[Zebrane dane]

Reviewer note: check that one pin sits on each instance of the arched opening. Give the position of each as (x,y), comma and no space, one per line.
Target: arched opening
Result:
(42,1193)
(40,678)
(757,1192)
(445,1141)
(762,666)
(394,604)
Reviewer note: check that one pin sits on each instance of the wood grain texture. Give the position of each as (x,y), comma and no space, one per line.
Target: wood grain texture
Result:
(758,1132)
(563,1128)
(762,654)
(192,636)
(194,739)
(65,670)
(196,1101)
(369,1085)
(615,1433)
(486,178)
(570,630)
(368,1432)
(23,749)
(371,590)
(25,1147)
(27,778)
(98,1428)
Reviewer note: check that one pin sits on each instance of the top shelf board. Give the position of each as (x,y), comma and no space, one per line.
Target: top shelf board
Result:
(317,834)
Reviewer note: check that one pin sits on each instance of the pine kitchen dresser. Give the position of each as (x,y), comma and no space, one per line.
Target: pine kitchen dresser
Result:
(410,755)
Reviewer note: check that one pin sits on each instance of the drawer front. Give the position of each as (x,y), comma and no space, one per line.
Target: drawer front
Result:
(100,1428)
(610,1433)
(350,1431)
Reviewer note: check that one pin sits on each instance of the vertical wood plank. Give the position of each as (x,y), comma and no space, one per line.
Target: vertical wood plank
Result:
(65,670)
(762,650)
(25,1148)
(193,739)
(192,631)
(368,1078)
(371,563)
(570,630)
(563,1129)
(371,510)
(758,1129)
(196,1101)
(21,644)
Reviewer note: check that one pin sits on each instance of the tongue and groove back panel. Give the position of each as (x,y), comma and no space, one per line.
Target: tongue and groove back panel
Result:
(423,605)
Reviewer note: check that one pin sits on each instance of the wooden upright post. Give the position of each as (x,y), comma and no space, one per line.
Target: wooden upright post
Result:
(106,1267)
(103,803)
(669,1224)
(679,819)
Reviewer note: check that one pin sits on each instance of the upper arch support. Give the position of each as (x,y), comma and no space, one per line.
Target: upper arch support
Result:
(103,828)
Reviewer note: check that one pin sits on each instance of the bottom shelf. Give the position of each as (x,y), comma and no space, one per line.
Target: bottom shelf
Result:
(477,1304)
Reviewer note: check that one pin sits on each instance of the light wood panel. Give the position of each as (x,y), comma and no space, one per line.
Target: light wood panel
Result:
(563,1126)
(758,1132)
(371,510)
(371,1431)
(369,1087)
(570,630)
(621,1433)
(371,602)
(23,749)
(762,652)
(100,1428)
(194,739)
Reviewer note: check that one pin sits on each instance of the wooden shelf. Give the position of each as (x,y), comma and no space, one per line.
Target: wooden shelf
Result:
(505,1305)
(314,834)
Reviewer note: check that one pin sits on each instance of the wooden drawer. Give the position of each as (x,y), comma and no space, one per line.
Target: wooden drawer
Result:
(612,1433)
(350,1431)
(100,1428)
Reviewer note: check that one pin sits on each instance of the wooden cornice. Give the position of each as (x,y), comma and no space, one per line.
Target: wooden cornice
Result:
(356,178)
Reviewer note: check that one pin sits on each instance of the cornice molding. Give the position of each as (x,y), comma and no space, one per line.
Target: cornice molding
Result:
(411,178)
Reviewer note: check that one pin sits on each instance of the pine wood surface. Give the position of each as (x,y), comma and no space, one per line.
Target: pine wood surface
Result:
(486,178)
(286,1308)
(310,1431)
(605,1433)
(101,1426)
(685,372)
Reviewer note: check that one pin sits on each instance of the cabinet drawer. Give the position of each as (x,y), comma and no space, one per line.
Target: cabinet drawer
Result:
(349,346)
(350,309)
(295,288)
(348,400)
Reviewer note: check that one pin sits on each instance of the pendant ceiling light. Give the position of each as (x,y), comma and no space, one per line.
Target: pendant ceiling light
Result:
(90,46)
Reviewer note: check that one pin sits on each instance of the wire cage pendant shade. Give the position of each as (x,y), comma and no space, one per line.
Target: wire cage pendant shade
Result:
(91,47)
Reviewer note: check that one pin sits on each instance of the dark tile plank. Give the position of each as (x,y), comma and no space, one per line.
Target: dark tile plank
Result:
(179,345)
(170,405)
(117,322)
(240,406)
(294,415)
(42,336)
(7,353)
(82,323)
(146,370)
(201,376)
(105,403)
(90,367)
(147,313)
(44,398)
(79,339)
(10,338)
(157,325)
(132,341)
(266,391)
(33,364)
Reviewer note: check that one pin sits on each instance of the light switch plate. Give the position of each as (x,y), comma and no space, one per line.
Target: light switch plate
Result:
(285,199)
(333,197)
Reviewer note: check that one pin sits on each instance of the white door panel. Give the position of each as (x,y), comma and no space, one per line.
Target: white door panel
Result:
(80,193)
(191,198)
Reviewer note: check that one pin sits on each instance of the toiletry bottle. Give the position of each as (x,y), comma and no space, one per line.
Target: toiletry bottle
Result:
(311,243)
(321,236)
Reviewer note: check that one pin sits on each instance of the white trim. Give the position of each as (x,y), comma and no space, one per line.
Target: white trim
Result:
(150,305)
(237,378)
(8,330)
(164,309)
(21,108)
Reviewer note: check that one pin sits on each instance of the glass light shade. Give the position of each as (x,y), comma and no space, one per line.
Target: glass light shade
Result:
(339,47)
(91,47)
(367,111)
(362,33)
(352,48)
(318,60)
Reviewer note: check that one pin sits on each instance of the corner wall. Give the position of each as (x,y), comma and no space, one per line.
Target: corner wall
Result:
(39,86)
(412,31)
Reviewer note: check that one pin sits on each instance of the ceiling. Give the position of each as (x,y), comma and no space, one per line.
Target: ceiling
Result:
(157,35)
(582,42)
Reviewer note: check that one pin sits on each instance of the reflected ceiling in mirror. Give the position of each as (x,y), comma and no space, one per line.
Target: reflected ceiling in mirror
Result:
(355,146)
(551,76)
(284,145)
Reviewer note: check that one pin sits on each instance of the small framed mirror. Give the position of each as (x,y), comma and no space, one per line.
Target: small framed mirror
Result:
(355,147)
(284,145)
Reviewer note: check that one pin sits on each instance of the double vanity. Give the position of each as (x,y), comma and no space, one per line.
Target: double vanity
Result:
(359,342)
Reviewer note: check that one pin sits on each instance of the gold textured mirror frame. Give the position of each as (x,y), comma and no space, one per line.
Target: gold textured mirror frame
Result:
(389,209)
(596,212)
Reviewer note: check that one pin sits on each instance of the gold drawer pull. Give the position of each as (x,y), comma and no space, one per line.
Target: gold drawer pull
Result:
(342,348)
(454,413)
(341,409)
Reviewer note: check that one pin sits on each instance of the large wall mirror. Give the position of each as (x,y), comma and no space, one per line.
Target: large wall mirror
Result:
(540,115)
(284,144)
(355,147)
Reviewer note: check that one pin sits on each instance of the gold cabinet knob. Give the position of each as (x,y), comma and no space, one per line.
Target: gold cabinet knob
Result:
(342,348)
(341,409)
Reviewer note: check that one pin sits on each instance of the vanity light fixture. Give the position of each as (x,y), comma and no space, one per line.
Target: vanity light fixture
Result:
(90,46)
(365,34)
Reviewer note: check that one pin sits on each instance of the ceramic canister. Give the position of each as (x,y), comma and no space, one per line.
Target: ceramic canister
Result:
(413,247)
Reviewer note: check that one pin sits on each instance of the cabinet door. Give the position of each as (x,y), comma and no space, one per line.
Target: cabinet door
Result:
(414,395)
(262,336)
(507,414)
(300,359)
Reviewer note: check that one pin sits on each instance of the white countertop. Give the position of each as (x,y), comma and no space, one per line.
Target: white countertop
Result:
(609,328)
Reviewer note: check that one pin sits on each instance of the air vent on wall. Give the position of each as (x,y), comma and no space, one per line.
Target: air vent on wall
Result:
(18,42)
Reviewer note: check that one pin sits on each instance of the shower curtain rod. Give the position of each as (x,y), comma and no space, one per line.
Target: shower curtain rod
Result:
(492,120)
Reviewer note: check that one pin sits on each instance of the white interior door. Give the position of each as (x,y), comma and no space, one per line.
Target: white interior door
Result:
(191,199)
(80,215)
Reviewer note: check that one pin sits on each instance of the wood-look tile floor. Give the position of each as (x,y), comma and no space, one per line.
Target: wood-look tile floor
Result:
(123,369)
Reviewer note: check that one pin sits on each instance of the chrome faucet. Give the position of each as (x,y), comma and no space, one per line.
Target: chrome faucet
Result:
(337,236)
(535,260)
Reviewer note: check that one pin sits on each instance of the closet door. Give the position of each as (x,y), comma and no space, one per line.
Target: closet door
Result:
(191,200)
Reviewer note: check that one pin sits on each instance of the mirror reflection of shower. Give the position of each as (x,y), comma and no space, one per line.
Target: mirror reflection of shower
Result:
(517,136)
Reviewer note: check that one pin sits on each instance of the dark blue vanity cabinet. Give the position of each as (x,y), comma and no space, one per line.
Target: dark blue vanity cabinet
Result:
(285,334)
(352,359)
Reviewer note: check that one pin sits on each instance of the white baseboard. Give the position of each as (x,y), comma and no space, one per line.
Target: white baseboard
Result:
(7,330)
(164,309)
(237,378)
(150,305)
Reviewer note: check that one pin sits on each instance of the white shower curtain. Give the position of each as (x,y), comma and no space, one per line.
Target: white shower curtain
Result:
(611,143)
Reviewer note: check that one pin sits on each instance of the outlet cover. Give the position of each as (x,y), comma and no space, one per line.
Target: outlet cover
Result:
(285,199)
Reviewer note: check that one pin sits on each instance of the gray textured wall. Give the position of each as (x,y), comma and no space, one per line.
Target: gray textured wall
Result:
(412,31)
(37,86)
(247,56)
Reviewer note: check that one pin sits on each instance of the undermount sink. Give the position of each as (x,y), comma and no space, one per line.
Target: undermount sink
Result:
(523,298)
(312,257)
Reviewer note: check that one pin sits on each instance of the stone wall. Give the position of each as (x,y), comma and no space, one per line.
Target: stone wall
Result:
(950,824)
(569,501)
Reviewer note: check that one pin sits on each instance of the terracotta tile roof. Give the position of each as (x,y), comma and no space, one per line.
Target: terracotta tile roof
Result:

▸ Zadane polecenie
Przenieś do listy numerowanej wiersze wpisów od wiersza zawierającego „the white baseboard.” aż do końca wpisów, oba krańce włącznie. Puste wiersze pomiń.

▸ Odpowiedź na zadanie
1. Reviewer note: check that one pin sits on each instance of the white baseboard. Give the position of each as (x,y), comma and no space, one per line.
2. Target: white baseboard
3. Result:
4. (7,330)
5. (164,309)
6. (237,378)
7. (150,305)
8. Reviewer note: check that one pin sits on each instance of the white shower curtain. Give the position of each as (x,y), comma and no space, one per line.
9. Target: white shower curtain
10. Result:
11. (611,143)
12. Reviewer note: check that one pin sits on each instance of the outlet cover. Give the position of each as (x,y), comma and no space, one per line.
13. Target: outlet cover
14. Result:
15. (285,199)
16. Reviewer note: check that one pin sits on each instance of the gray textured wall. Give the position of each as (x,y), comma and no space, one per line.
17. Target: gray textured wall
18. Result:
19. (412,31)
20. (37,86)
21. (247,56)
22. Reviewer note: check that one pin sits on each instance of the undermount sink. Give the position of each as (x,y), comma and no space, one per line.
23. Target: undermount sink
24. Result:
25. (523,298)
26. (312,257)
27. Reviewer note: check that one pin sits on each instance of the stone wall. Give the position of each as (x,y), comma and no space, one per line.
28. Target: stone wall
29. Result:
30. (950,824)
31. (569,501)
32. Reviewer note: check that one pin sits on each instance of the terracotta tile roof. Give the position of each as (x,y), comma and no space, one per line.
33. Target: terracotta tile roof
34. Result:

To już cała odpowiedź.